■ WHAT TO PRODUCE
Entries follow. Set all of them down as they stand.
+--
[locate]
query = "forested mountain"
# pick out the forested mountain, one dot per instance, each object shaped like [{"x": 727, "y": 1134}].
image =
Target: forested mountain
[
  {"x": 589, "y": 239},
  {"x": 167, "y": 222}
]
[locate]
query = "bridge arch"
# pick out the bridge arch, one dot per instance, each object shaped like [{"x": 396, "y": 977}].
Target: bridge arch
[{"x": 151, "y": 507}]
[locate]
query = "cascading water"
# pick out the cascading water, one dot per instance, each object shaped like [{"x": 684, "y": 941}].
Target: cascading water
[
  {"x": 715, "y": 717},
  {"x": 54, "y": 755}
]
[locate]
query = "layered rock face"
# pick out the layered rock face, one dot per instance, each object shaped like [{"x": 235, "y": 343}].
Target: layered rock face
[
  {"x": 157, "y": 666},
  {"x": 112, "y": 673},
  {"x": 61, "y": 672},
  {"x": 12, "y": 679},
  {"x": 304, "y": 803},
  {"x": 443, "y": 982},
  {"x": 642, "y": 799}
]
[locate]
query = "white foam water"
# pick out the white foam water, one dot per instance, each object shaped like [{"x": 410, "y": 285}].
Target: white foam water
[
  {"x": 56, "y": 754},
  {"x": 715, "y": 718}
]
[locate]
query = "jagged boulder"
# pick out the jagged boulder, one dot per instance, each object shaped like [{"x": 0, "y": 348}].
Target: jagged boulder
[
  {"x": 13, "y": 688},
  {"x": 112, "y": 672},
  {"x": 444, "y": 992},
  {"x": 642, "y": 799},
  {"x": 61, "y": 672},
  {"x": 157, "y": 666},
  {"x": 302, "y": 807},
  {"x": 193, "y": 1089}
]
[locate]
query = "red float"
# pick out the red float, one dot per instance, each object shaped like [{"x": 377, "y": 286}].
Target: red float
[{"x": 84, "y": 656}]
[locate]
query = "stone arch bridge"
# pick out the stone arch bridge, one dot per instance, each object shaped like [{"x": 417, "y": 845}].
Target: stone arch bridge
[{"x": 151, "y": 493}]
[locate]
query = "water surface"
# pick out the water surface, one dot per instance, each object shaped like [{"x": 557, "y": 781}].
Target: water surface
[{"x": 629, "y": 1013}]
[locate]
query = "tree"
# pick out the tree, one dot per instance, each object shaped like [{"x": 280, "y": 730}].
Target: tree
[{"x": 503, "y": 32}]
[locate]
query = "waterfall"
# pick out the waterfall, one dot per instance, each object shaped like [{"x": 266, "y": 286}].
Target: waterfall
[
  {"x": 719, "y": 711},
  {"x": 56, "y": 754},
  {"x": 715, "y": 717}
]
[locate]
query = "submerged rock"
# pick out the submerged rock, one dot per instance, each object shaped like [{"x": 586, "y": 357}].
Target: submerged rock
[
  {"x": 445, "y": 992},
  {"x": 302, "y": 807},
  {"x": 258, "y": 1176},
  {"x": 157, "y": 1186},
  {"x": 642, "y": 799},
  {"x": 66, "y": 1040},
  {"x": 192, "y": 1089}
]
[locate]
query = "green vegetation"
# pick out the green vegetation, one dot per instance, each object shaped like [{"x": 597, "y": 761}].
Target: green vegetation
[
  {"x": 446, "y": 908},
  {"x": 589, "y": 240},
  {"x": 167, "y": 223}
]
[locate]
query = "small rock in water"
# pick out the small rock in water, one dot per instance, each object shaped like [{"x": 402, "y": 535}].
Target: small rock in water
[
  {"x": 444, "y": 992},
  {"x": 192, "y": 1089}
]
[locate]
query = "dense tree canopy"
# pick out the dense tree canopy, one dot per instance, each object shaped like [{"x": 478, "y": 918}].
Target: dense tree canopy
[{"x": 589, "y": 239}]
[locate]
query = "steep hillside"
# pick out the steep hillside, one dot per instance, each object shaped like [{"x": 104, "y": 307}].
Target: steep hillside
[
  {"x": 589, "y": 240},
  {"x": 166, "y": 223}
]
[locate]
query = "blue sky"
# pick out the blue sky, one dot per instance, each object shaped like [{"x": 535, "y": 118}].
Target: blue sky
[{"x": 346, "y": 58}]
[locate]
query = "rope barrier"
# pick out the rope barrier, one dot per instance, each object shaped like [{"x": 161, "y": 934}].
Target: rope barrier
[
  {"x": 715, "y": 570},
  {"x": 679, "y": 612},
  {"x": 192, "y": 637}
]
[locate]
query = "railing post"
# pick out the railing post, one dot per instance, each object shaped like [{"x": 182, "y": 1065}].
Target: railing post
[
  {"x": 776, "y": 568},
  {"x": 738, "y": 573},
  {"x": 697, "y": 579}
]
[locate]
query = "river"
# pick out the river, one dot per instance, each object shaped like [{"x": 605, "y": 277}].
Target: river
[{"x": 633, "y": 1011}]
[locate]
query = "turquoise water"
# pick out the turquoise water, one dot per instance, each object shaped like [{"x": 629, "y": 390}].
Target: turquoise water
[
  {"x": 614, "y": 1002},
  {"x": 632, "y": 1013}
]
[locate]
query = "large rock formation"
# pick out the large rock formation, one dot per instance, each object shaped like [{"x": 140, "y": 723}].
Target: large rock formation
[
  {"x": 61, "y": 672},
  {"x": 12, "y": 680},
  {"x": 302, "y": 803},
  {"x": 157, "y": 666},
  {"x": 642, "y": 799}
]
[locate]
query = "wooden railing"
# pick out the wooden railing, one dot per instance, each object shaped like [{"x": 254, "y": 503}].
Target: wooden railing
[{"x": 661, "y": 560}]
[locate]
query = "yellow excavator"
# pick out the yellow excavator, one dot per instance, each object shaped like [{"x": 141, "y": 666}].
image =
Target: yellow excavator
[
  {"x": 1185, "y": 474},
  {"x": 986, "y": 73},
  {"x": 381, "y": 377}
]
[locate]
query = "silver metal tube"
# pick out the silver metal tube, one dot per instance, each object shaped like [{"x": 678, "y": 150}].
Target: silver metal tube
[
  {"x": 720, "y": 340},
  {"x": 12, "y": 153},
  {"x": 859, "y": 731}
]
+--
■ OUTPUT FOR THIS EXERCISE
[locate]
query = "forested mountain"
# pick out the forested mountain, one dot per instance, each object shaped like [{"x": 727, "y": 1134}].
image =
Target: forested mountain
[
  {"x": 589, "y": 239},
  {"x": 167, "y": 222}
]
[locate]
query = "bridge arch"
# pick out the bridge arch, one dot per instance, each object shaped like [{"x": 396, "y": 977}].
Target: bridge arch
[{"x": 151, "y": 507}]
[locate]
query = "cascading water"
# pick out the cascading water, one dot per instance, each object shaped like [{"x": 684, "y": 941}].
Target: cascading water
[
  {"x": 715, "y": 717},
  {"x": 54, "y": 755}
]
[locate]
query = "layered rock face"
# pick out the layered rock face, one dot per instance, each object shaped like [{"x": 235, "y": 343}].
Target: layered rock face
[
  {"x": 157, "y": 666},
  {"x": 112, "y": 673},
  {"x": 61, "y": 672},
  {"x": 12, "y": 679},
  {"x": 304, "y": 803},
  {"x": 443, "y": 982},
  {"x": 642, "y": 799}
]
[locate]
query = "white foam water"
# pick out the white foam water, one dot per instance, each object shaped like [{"x": 410, "y": 285}].
Target: white foam water
[
  {"x": 56, "y": 754},
  {"x": 715, "y": 718}
]
[locate]
query = "jagged boulder"
# pick out the jagged boulder, one dot per instance, each object shaped like [{"x": 0, "y": 348}].
Target: jagged boulder
[
  {"x": 13, "y": 688},
  {"x": 112, "y": 672},
  {"x": 444, "y": 992},
  {"x": 642, "y": 799},
  {"x": 61, "y": 672},
  {"x": 157, "y": 666},
  {"x": 302, "y": 807},
  {"x": 193, "y": 1089}
]
[locate]
query = "red float"
# pick out the red float, one dot per instance, each object shaped like [{"x": 377, "y": 286}].
Target: red float
[{"x": 84, "y": 656}]
[locate]
query = "stone arch bridge"
# pick out the stone arch bridge, one dot per instance, each object shaped like [{"x": 417, "y": 845}].
Target: stone arch bridge
[{"x": 151, "y": 493}]
[locate]
query = "water surface"
# pick out the water surface, one dot per instance, each object shaped like [{"x": 557, "y": 781}].
Target: water surface
[{"x": 629, "y": 1013}]
[locate]
query = "tree"
# pick out the tree, one dot per instance, each object shaped like [{"x": 280, "y": 730}].
Target: tree
[{"x": 503, "y": 32}]
[locate]
query = "waterfall"
# pick out the waterfall, one dot per instance, each object shaped like [{"x": 266, "y": 286}].
Target: waterfall
[
  {"x": 719, "y": 711},
  {"x": 56, "y": 754},
  {"x": 715, "y": 717}
]
[locate]
query = "submerged rock"
# pick out the submerged rock, one dot per instance, each object shaped like [{"x": 586, "y": 357}].
Target: submerged rock
[
  {"x": 445, "y": 992},
  {"x": 302, "y": 807},
  {"x": 258, "y": 1176},
  {"x": 157, "y": 1186},
  {"x": 642, "y": 799},
  {"x": 66, "y": 1040},
  {"x": 192, "y": 1089}
]
[locate]
query = "green vegetation"
# pick out the green vegetation, one dot per instance, each object shaped like [{"x": 597, "y": 761}].
Target: green vegetation
[
  {"x": 446, "y": 908},
  {"x": 589, "y": 240},
  {"x": 167, "y": 223}
]
[locate]
query = "small rock in water"
# pick out the small rock in water, one dot per instance, each object shaped like [{"x": 402, "y": 535}].
Target: small rock in water
[
  {"x": 444, "y": 992},
  {"x": 192, "y": 1089}
]
[locate]
query = "dense tree canopy"
# pick out the dense tree canopy, one dot per instance, each object shaped like [{"x": 478, "y": 918}].
Target: dense tree canopy
[{"x": 589, "y": 239}]
[locate]
query = "steep hillside"
# pick out the steep hillside, one dot per instance, each object shaped like [{"x": 104, "y": 307}].
Target: steep hillside
[
  {"x": 589, "y": 240},
  {"x": 166, "y": 223}
]
[locate]
query = "blue sky"
# pick out the blue sky, one dot per instance, each object shaped like [{"x": 535, "y": 118}].
Target: blue sky
[{"x": 346, "y": 58}]
[locate]
query = "rope barrier"
# pick out the rope barrier, one dot per instance, each object shaped like [{"x": 161, "y": 934}].
Target: rope barrier
[
  {"x": 715, "y": 570},
  {"x": 679, "y": 612},
  {"x": 192, "y": 637}
]
[locate]
query = "railing post"
# pick out the railing post, one dot per instance, each object shaped like [{"x": 182, "y": 1065}].
Target: railing post
[
  {"x": 776, "y": 568},
  {"x": 738, "y": 573},
  {"x": 697, "y": 579}
]
[locate]
query = "river"
# pick out the river, one dot per instance, each object shaped like [{"x": 605, "y": 277}].
Target: river
[{"x": 633, "y": 1011}]
[locate]
query = "turquoise water"
# pick out the turquoise water, one dot per instance, each object shaped like [{"x": 629, "y": 390}].
Target: turquoise water
[
  {"x": 614, "y": 1002},
  {"x": 632, "y": 1013}
]
[locate]
query = "large rock formation"
# pick out the large rock formation, one dot per instance, each object shaped like [{"x": 140, "y": 723}].
Target: large rock formation
[
  {"x": 61, "y": 672},
  {"x": 12, "y": 680},
  {"x": 302, "y": 803},
  {"x": 157, "y": 666},
  {"x": 642, "y": 799}
]
[locate]
query = "wooden railing"
# pick out the wooden railing, one dot per instance, each object shaped like [{"x": 254, "y": 503}].
Target: wooden railing
[{"x": 661, "y": 560}]
[locate]
query = "yellow excavator"
# pick out the yellow excavator, one dot per instance, each object shaped like [{"x": 141, "y": 666}].
image =
Target: yellow excavator
[
  {"x": 1185, "y": 474},
  {"x": 986, "y": 73},
  {"x": 381, "y": 377}
]
[locate]
query = "silver metal tube"
# pick out the silver metal tube, one dot per instance, each object shaped like [{"x": 678, "y": 150}].
Target: silver metal tube
[
  {"x": 720, "y": 340},
  {"x": 12, "y": 153},
  {"x": 859, "y": 731}
]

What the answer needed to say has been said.